Stored data entries:

■ ■ ■

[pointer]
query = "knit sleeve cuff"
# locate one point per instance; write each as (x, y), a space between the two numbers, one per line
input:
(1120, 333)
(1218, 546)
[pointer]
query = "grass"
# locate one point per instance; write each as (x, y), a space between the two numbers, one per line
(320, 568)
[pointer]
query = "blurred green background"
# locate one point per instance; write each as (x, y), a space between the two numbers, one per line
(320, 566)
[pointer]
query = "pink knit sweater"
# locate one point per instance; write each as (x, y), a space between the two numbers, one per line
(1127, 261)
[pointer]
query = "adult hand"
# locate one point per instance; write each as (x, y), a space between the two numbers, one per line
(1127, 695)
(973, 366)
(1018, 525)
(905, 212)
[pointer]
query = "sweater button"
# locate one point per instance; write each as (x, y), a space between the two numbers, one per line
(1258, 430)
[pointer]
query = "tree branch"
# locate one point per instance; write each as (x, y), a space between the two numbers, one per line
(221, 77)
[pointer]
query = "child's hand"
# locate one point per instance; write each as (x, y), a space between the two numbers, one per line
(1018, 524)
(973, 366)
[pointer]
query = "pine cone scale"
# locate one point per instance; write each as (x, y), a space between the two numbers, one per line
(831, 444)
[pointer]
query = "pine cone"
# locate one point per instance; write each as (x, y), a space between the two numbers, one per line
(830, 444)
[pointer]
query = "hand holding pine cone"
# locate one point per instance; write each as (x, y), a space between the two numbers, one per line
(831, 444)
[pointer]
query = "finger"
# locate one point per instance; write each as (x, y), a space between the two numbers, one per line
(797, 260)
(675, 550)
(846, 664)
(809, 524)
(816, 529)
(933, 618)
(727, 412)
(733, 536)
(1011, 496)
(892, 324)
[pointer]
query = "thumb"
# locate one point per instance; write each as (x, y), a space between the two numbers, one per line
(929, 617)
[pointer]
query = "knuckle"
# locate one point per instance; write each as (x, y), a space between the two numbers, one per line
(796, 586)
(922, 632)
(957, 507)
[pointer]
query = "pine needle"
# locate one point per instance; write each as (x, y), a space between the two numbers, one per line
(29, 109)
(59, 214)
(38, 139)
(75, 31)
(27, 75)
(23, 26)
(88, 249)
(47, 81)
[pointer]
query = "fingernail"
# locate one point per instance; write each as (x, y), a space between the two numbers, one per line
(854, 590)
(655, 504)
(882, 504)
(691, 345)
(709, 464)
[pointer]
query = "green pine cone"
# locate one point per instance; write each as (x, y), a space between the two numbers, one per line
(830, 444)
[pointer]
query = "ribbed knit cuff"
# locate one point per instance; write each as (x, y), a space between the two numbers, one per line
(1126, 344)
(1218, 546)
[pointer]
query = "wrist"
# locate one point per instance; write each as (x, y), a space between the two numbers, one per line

■ ■ ■

• What needs to be done: Only lines that contain "pine" are needed, so copy each of them from the data.

• Task result:
query = "pine cone scale"
query = "pine cone"
query = "hand holding pine cone"
query = "pine needle"
query = "green pine cone"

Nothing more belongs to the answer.